WHAT THIS TASK INVOLVES: What you print should match the entries exactly, only without the pictures.

● ● ● ● ● ● ●

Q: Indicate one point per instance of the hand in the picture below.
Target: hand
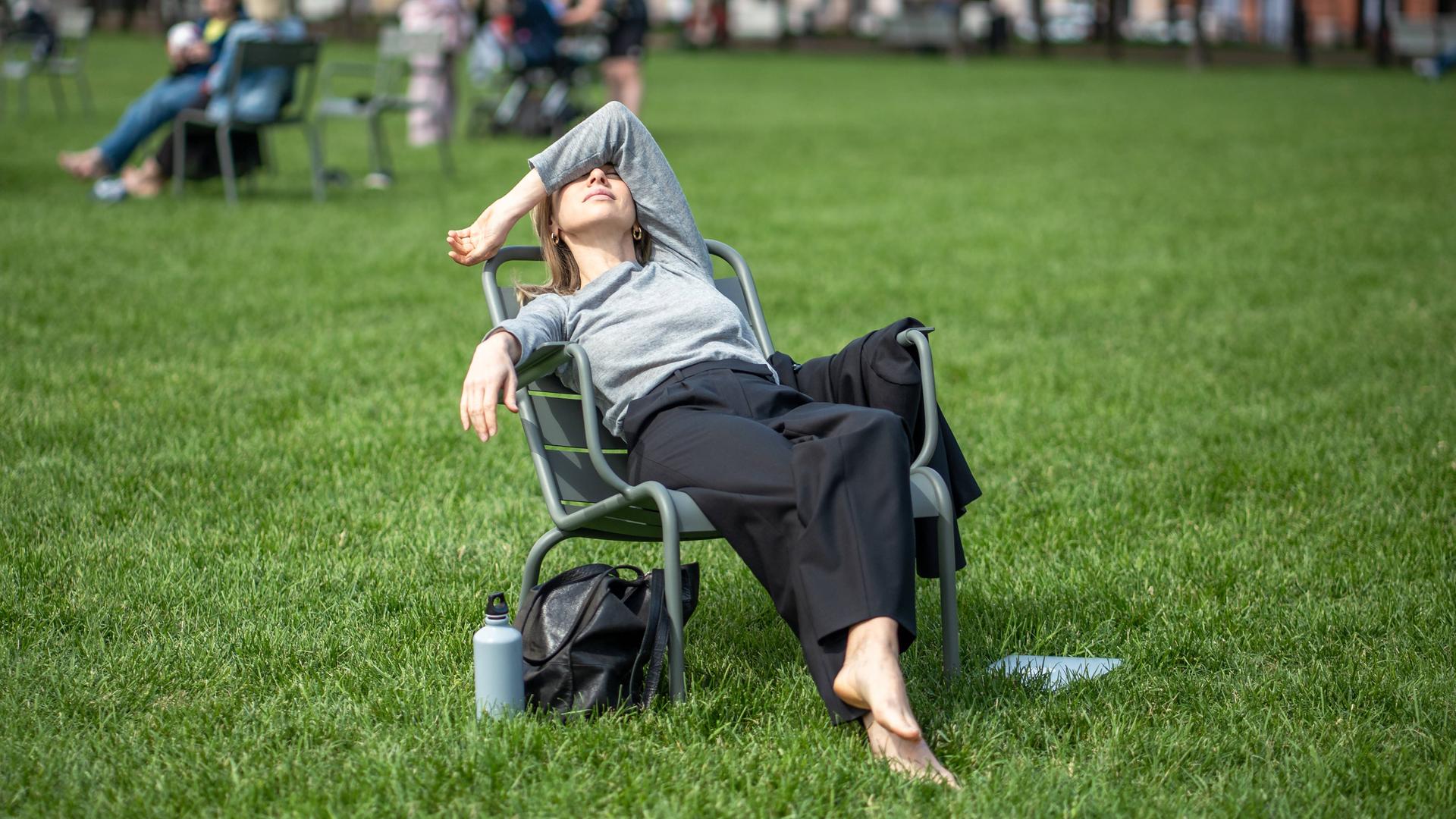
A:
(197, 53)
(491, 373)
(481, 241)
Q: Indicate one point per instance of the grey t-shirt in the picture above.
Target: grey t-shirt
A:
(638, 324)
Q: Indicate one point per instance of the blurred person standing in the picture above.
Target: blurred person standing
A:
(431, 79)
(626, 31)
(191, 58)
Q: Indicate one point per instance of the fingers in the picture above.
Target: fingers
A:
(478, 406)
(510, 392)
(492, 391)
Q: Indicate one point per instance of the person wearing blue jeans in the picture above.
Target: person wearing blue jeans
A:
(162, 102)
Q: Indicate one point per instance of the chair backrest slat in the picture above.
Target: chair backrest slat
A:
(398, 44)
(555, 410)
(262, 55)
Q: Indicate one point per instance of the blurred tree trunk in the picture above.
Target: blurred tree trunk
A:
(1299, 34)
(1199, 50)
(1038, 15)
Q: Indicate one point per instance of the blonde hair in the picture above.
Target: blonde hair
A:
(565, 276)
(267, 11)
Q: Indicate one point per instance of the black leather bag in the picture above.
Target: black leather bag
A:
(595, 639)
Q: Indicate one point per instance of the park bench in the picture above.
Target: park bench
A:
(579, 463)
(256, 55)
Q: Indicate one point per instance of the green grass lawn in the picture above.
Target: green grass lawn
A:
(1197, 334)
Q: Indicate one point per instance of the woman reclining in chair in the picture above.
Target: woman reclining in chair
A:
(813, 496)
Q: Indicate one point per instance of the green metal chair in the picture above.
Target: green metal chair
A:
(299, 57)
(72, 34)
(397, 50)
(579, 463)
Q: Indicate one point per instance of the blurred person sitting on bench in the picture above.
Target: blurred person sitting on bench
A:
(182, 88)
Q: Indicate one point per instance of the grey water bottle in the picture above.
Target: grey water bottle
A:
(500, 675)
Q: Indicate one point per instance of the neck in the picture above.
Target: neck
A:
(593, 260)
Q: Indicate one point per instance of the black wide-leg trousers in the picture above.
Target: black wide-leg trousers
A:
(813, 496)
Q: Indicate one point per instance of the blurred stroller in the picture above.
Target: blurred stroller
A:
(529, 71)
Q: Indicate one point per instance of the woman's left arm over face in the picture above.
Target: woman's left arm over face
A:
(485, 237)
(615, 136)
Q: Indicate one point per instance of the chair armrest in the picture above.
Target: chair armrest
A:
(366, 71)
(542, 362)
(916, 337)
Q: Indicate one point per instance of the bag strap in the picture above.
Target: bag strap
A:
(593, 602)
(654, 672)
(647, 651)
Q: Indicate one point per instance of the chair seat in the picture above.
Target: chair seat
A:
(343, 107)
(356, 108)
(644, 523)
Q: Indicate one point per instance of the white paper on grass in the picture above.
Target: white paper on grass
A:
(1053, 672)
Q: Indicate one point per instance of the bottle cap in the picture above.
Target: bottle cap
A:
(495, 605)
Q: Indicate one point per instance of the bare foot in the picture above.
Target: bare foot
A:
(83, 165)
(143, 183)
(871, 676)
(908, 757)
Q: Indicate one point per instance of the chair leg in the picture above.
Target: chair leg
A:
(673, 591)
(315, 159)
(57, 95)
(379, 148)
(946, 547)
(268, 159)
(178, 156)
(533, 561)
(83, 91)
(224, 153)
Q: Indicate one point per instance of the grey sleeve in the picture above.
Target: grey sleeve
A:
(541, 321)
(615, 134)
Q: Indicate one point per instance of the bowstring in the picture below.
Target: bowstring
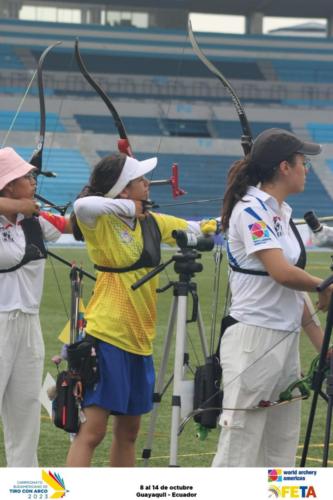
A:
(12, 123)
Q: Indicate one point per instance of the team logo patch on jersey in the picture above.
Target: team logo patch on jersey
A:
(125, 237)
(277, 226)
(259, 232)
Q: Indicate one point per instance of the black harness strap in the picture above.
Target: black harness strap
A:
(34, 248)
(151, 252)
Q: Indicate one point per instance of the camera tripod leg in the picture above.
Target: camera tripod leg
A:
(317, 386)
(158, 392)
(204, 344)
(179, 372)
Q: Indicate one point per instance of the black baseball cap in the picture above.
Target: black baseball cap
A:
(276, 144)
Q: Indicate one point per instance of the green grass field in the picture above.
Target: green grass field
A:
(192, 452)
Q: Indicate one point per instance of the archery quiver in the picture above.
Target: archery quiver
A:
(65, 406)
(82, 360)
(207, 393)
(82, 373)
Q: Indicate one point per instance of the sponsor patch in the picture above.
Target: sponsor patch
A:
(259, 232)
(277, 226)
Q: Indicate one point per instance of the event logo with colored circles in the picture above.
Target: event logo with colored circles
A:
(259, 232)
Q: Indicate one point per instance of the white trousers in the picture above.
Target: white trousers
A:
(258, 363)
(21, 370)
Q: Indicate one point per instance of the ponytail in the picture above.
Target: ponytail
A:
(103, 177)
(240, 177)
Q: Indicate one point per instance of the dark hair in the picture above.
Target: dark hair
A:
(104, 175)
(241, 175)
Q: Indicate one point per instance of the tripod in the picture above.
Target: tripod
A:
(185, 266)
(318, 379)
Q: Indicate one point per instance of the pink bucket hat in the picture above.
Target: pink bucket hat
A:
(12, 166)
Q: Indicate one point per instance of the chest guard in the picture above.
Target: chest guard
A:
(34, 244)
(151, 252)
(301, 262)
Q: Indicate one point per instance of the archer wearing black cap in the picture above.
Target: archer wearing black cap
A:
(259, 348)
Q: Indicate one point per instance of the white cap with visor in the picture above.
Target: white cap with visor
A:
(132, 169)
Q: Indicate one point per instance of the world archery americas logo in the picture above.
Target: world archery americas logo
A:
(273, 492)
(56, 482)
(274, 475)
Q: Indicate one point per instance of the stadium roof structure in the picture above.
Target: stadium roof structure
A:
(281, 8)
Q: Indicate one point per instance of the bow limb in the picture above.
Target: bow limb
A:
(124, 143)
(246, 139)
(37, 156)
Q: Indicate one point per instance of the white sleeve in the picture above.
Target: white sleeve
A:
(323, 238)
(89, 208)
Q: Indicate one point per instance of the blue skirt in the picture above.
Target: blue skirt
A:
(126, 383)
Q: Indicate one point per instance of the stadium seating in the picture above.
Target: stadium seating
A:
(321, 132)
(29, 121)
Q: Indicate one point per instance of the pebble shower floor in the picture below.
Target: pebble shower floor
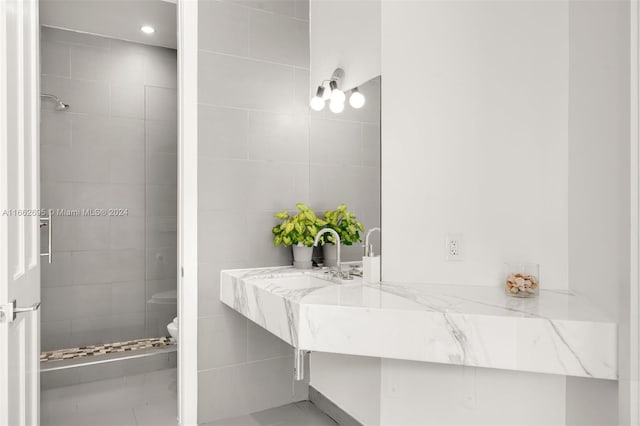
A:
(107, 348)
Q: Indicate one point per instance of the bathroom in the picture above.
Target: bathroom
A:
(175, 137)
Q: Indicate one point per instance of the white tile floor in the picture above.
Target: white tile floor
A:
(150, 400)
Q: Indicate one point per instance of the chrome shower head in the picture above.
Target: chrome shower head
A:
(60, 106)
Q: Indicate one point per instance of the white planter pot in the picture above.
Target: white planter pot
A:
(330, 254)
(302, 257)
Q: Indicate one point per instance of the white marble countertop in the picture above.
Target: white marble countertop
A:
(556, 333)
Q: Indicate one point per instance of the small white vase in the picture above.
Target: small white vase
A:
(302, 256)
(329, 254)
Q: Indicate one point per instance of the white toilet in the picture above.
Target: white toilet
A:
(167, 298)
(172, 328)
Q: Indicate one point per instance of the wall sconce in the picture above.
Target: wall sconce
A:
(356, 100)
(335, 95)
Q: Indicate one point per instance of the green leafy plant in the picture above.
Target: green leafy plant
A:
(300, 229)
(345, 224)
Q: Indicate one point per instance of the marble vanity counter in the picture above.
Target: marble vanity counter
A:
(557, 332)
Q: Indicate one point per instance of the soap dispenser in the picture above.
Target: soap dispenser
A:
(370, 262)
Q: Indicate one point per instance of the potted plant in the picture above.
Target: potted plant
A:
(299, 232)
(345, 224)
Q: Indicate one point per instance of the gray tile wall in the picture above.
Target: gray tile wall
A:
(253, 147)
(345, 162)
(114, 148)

● ● ● ● ● ● ●

EXERCISE OUTPUT:
Q: Indicate one point per instance of the hand in the picture below.
Target: hand
A:
(197, 53)
(491, 373)
(481, 241)
Q: Indicate one point per instance of the grey t-shirt in the picture above.
Target: grey t-shirt
A:
(638, 324)
Q: Indicate one point per instance of the blurred person standing in the picture above.
Target: blurred person standing
A:
(431, 79)
(626, 31)
(191, 58)
Q: Indicate one point per instance of the fingers in the picture above.
Target: fingers
A:
(478, 406)
(510, 392)
(492, 391)
Q: Indicate one point per instance of the person wearing blue jeans in the picture above.
Target: person wearing blue jeans
A:
(162, 102)
Q: Indicate one point per instance of the chair backrest slat in the picture above.
Target: chair backrest slat
A:
(398, 44)
(555, 410)
(262, 55)
Q: Indicate one point per instance of the blurred tree trunk in the picture above.
Target: blurred tree trunk
A:
(1299, 34)
(1199, 50)
(1038, 15)
Q: Indicate one point per instance of the blonde hair in the picture above.
Target: blonde hair
A:
(565, 276)
(267, 11)
Q: Indicate one point per instance of the black leather bag in the picture above.
Target: black leather bag
A:
(595, 639)
Q: Indicate one point per instance of the park bench in the picture above.
Target: park bench
A:
(579, 463)
(256, 55)
Q: Indicate one point per instance of the green grass lawn in the picture above.
Target: green grass lawn
A:
(1197, 334)
Q: Indicate one point per instance of the woman reclining in chair in the picture above.
Target: woman reclining in chair
A:
(813, 496)
Q: Indicate one point per instance of the green metal chair in the picture above.
Target: green metal chair
A:
(299, 57)
(72, 34)
(397, 50)
(579, 463)
Q: Indicate one point per instance of the blurred person sitting on bench in the picture above.
Target: blurred person sitting on bench
A:
(182, 88)
Q: Indicate one point per instance of the grey water bottle in the picture above.
Target: grey water bottle
A:
(500, 675)
Q: Indicate one point per instance of the neck in the picture above.
Target: neck
A:
(593, 260)
Q: Indicate one point per instance of the black wide-leg trousers in the picture above.
Target: black wide-leg trousers
A:
(813, 496)
Q: Indicate one point per instance of the blurred stroller in the picture above.
Target: blurred stroller
A:
(529, 71)
Q: Indicate one point per instance of the woman's left arm over face in the picture above.
Target: woman's left arm over face
A:
(485, 237)
(615, 136)
Q: Indicate one point per instance of the chair armrest in the picture above.
Target: chair armrest
A:
(366, 71)
(542, 362)
(916, 337)
Q: Indicate one point per instance of the bag strap in the picture above.
Target: bag strap
A:
(593, 602)
(654, 672)
(647, 651)
Q: Indicate one point per instance of the chair seat in the picture above.
Target: chair seat
A:
(343, 107)
(356, 108)
(644, 523)
Q: Indicate one point per instance of the white paper on grass in the picture above.
Target: white paper on grass
A:
(1053, 672)
Q: Indicate one point per instance of the bottle cap in the picture above.
Target: bottle cap
A:
(495, 605)
Q: Indicate one point per instance of the bare foot in the picture above.
Target: bare foot
A:
(83, 165)
(143, 183)
(871, 676)
(908, 757)
Q: Indicate one point per instance of the chair leg in the picture above.
Target: chair leg
A:
(673, 591)
(315, 159)
(57, 95)
(379, 148)
(946, 547)
(268, 159)
(178, 156)
(533, 561)
(83, 91)
(224, 153)
Q: Indicate one point per instance of the grey sleeve in the picture above.
Target: grey sleeve
A:
(541, 321)
(615, 134)
Q: Indicate one point per instance of the bowstring in the picture below.
Target: bowstring
A:
(12, 123)
Q: Indicate one point per instance of the team logo patch on jersey in the picture above.
Target: team logo patch on jersey
A:
(125, 237)
(277, 226)
(259, 232)
Q: Indicate one point per instance of the black harness strap in the picture above.
Target: black harness strap
A:
(34, 248)
(151, 252)
Q: Indicate one point per instance of the camera tripod leg in the picture above.
Target: camera tripod leg
A:
(317, 386)
(158, 392)
(204, 344)
(179, 372)
Q: Indicate one point per instance of the black baseball cap in the picture above.
Target: black baseball cap
A:
(276, 144)
Q: Indicate one point per instance of the green grass field in the picture above.
Target: green grass field
A:
(192, 452)
Q: Indicate one point per instance of the archery quiver in the picture above.
Target: archery quiver
A:
(65, 406)
(82, 360)
(207, 393)
(82, 373)
Q: Indicate one point per instance of the sponsor patch in the picture above.
Target: sponsor patch
A:
(259, 232)
(277, 226)
Q: Indicate one point per instance of the event logo with colored circles in the picture above.
Target: event logo with colored circles
A:
(259, 232)
Q: Indicate one point per instance of the white trousers in the picture above.
Target: white trousers
A:
(258, 363)
(21, 370)
Q: Indicate one point per instance of the ponytail in the picture above.
Target: ponytail
A:
(103, 177)
(240, 177)
Q: Indicate one point per instance of the dark hair in the picture above.
Target: dark hair
A:
(104, 175)
(241, 175)
Q: Indicate one point per instance of the tripod in the picture above.
Target: tripod
A:
(185, 266)
(318, 379)
Q: Indicate one point per instance of the pink bucket hat in the picture above.
Target: pink bucket hat
A:
(12, 166)
Q: Indicate one point per instance of the chest guard in the picture above.
Target: chest guard
A:
(34, 244)
(151, 252)
(301, 262)
Q: Indicate one point per instance of the archer wearing black cap in the picture above.
Target: archer wearing black cap
A:
(259, 348)
Q: Indicate one point per instance of the white cap with visor in the picture above.
Target: white cap with visor
A:
(132, 169)
Q: Indicate one point per instance of the world archery americas logo in the picture above.
Target: world archery americas logo
A:
(273, 492)
(56, 482)
(274, 475)
Q: Indicate one point per instance of the stadium roof structure in the picture above.
Target: stadium roof structure
A:
(281, 8)
Q: Indicate one point per instance of the bow limb in the picture above.
Target: bow limb
A:
(124, 143)
(246, 139)
(37, 156)
Q: Indicate one point per instance of the white sleeve in the picture above.
Target: white sleeve
A:
(323, 238)
(89, 208)
Q: Indicate one point per instance of the blue skirt in the picture above.
Target: blue skirt
A:
(126, 383)
Q: Indicate one point per instance of the stadium seating in the picture above.
Target: stadium seating
A:
(321, 132)
(29, 121)
Q: Indicate one point per instance of the pebble shower floor in the picture below.
Target: pebble shower floor
A:
(107, 348)
Q: Indicate one point per instance of the bathroom in the picture above.
Target: bathroom
A:
(175, 137)
Q: Indicate one point per instance of the white tile floor in the picture above.
Target: white tile floor
A:
(150, 400)
Q: Indicate one point per instance of the chrome shower head in the picture above.
Target: chrome shower head
A:
(60, 106)
Q: Indicate one point per instance of the white planter pot in the picture above.
Target: white planter pot
A:
(330, 254)
(302, 257)
Q: Indicate one point per instance of the white marble countertop in the picture above.
Target: white marble countertop
A:
(556, 333)
Q: Indicate one point per instance of the small white vase in the picture above.
Target: small white vase
A:
(302, 256)
(329, 254)
Q: Indicate one point per instance of the white toilet in the picture above.
Target: white toilet
A:
(167, 298)
(172, 328)
Q: Indicate one point per instance of the wall sconce in the picture above.
Target: wall sconce
A:
(356, 100)
(335, 95)
Q: Indicate one point per instance of the green leafy plant in the picture above.
Target: green leafy plant
A:
(300, 229)
(345, 224)
Q: Indicate one point per instance of the marble vanity counter in the picture above.
Target: marble vanity counter
A:
(557, 332)
Q: Indicate one point per instance of the soap dispenser in the picture above.
Target: soap dispenser
A:
(370, 262)
Q: Indicate one point per instance of the potted plant in the picture above.
Target: potted plant
A:
(299, 232)
(345, 224)
Q: Indicate one point per instance of the gray tile wall in the picture above.
Target: gray tile wall
A:
(253, 147)
(345, 162)
(114, 148)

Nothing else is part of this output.